Update the data below by replacing every "rough mask" with "coarse mask" and changing nothing else. Omit the pictures from your answer.

** EXCERPTED RECORDS follows **

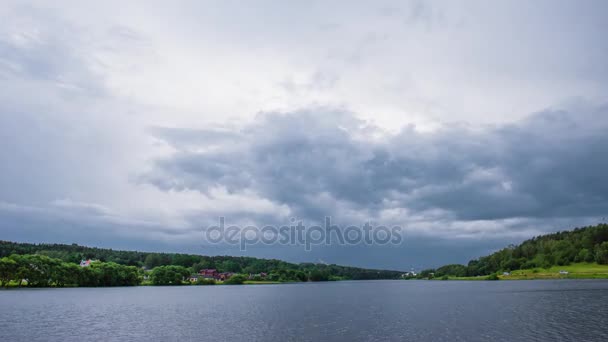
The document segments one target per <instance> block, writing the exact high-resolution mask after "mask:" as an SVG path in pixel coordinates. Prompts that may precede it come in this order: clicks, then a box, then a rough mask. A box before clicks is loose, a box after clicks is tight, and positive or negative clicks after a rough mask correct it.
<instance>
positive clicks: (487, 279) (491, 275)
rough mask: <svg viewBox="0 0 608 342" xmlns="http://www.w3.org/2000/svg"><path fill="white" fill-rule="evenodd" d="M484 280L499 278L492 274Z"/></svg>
mask: <svg viewBox="0 0 608 342" xmlns="http://www.w3.org/2000/svg"><path fill="white" fill-rule="evenodd" d="M486 280H500V278H498V274H496V273H492V274H490V275H489V276H488V277H487V278H486Z"/></svg>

** End of EXCERPTED RECORDS **

● ANSWER BOX:
The document segments one target per <instance> block, writing the exact high-resolution mask after "mask:" as an SVG path in pixel coordinates. Prompts that may precede it come in this order: clicks, then a box, then a coarse mask. A box before clicks is loose, a box after clicks is tight, and positive or negative clicks after a coarse mask correct it.
<instance>
positive clicks: (487, 279) (491, 275)
coarse mask: <svg viewBox="0 0 608 342" xmlns="http://www.w3.org/2000/svg"><path fill="white" fill-rule="evenodd" d="M484 280L499 278L492 274Z"/></svg>
mask: <svg viewBox="0 0 608 342" xmlns="http://www.w3.org/2000/svg"><path fill="white" fill-rule="evenodd" d="M486 280H500V278H498V274H496V273H492V274H490V275H489V276H488V277H487V278H486Z"/></svg>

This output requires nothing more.